#### Gegebener Textauszug
Kleine Abstriche sind dafür hinsichtlich der Musik zu vermelden: Die von den Komponisten Brian Tyler und Danny Elfman geschriebenen Stücke wissen zwar durchweg, das Geschehen gebührend zu begleiten und dessen Wirkung dank sehr abwechslungsreicher Leitthemen zu verstärken. Allerdings setzt sich nach zwei Ausnahmefilmen der Trend fort, dass Marvel-Soundtracks nicht sonderlich lange im Ohr bleiben und kaum über ihren Status als akustisches Begleitmaterial des Leinwandtumults hinauswachsen. Tyler und Elfman bringen hier leider ernüchternd wenig ikonisches Material mit – abgesehen von prägnant eingesetzten Neuinterpretationen der «Avengers»-Erkennungsmelodie, die Alan Silvestri für Marvels Überhit von 2012 verfasste.

Umso ikonischer, um nicht zu sagen mythologischer, ist die Attitüde, mit der sich «Avengers: Age of Ultron» in seiner Gesamtheit präsentiert. Das große Finale zu Phase eins des Marvel-Kinokosmos kam noch äußerst einsteigerfreundlich daher und legte mit seiner mitreißend-schlichten Erzählweise das größte Augenmerk auf massenkompatibles (extem gut gemachtes) Entertainment. Das nerdige Gemüt der Comics schimmerte in «Marvel's The Avengers» nur bruchstückhaft durch. «Avengers: Age of Ultron» indes schüttelt die Sorglosigkeit seines Vorgängers ab und steigt sozusagen zu einer Superhelden-Oper mythologischen Ausmaßes auf:

Jede einzelne Figur bringt ihren eigenen im Hintergrund des großen Ganzen ablaufenden Storyfaden mit. Übernatürliche Artefakte und bahnbrechende wissenschaftliche Entdeckungen werden in sehr wenigen Sätzen schlüssig erklärt, ehe sich ihre weitreichenden Auswirkungen auf den Plot entfalten. Und Entwicklungen innerhalb des 'Marvel Cinematic Universe', die sich zwischen den Einzelfilmen der Superhelden und diesem Crossover ereigneten, werden nicht weiter verbalisiert – sondern auf visueller Ebene geschildert. Somit sind Kostümänderungen, Requisiten und der Look einiger Schauplätze mehr von Belang als jemals zuvor bei einer Marvel-Produktion. Aufgrund der massiven Schauwerte und der fesselnden Erzählweise hält «Avengers: Age of Ultron» trotzdem seinen Draht zu einem großen Teil des Publikums: Den Marvel-Fans, die sich von einem «Avengers»-Film ein faszinierendes Feuerwerk wünschen. «Avengers: Age of Ultron» ist immerhin der bis dato optisch faszinierendste Marvel-Film, mit einem durchdachten, erstaunlichen Look sowie fulminanter Action. Die wenigen Verschnaufpausen derweil verstehen es, den Figuren Herz und Seele zu verleihen und so die Bindung zum Zuschauer zu intensivieren. Und ein weiterer Teil des Publikums wird «Avengers: Age of Ultron» aufgrund seiner skurrileren Aspekte sowie der verschroben-umfangreichen Geschehnisse lieben: In der Materie bewanderte Comic-Fans, ebenso wie extrem aufmerksame Liebhaber bombastischer Kinomythen im Blockbuster-Gewand.

#### Einträge im Datensatz
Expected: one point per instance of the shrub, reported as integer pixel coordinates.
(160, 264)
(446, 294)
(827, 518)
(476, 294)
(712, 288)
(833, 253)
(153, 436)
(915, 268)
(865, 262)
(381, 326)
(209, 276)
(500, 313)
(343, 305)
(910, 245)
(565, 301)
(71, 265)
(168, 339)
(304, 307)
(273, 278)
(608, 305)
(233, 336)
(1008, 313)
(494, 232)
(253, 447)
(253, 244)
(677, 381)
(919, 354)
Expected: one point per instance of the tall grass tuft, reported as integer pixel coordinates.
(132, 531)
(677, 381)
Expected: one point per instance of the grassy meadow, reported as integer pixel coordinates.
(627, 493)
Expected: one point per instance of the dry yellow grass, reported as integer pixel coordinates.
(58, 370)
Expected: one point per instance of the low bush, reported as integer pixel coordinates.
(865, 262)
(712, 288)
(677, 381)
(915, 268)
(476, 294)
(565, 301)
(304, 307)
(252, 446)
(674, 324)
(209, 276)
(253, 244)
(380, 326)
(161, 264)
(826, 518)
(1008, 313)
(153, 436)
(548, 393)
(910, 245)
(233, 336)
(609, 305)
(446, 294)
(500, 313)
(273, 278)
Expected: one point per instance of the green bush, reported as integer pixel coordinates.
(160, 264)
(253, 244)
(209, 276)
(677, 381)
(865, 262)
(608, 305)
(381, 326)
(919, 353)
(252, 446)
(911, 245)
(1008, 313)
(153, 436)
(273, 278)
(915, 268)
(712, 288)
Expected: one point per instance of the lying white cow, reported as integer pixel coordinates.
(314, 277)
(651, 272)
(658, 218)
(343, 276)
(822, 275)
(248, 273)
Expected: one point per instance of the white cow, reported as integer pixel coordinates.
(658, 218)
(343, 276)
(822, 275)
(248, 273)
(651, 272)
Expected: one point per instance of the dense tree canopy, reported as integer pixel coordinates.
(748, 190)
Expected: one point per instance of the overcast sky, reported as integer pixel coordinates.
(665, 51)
---
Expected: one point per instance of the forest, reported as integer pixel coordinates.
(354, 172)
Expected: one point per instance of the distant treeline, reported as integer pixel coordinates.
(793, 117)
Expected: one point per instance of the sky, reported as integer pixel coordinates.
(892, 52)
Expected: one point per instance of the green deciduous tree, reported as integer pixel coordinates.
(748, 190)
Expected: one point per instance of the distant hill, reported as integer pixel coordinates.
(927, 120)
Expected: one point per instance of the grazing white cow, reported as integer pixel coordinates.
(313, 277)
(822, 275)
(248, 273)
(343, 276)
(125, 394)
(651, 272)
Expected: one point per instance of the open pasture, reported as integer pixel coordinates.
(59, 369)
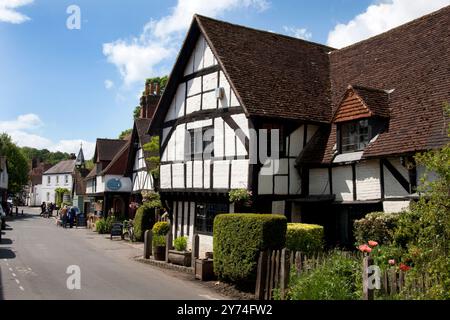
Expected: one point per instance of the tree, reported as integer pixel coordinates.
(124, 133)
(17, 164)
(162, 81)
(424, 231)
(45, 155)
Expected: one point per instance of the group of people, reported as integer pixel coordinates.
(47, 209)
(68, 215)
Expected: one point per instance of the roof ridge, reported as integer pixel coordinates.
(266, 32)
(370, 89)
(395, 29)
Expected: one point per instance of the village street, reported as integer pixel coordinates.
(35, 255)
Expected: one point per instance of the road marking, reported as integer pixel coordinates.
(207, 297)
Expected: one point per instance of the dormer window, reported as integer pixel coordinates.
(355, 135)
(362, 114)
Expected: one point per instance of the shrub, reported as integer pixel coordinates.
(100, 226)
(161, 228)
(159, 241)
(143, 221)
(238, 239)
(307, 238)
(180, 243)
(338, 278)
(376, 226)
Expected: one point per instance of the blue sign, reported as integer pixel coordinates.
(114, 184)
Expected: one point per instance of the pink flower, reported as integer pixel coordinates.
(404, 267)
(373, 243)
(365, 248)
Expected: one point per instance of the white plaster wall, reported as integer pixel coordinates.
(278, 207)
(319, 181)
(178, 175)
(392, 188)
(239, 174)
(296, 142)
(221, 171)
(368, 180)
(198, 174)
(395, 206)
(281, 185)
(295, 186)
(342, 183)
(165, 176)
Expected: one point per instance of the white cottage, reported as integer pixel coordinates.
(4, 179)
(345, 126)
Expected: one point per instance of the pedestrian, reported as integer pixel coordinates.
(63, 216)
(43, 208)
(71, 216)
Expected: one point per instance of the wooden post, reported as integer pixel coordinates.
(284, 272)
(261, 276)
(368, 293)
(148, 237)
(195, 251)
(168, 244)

#### Aufgabenstellung
Schreibe aus dem Textauszug den Abschnitt wortgetreu ab, der mit den Worten „Kleine Abstriche sind“ einsetzt und mit „von 2012 verfasste.“ schließt. Die Einträge stehen in keinem Zusammenhang mit dem Textauszug.

#### Lösung
Kleine Abstriche sind dafür hinsichtlich der Musik zu vermelden: Die von den Komponisten Brian Tyler und Danny Elfman geschriebenen Stücke wissen zwar durchweg, das Geschehen gebührend zu begleiten und dessen Wirkung dank sehr abwechslungsreicher Leitthemen zu verstärken. Allerdings setzt sich nach zwei Ausnahmefilmen der Trend fort, dass Marvel-Soundtracks nicht sonderlich lange im Ohr bleiben und kaum über ihren Status als akustisches Begleitmaterial des Leinwandtumults hinauswachsen. Tyler und Elfman bringen hier leider ernüchternd wenig ikonisches Material mit – abgesehen von prägnant eingesetzten Neuinterpretationen der «Avengers»-Erkennungsmelodie, die Alan Silvestri für Marvels Überhit von 2012 verfasste.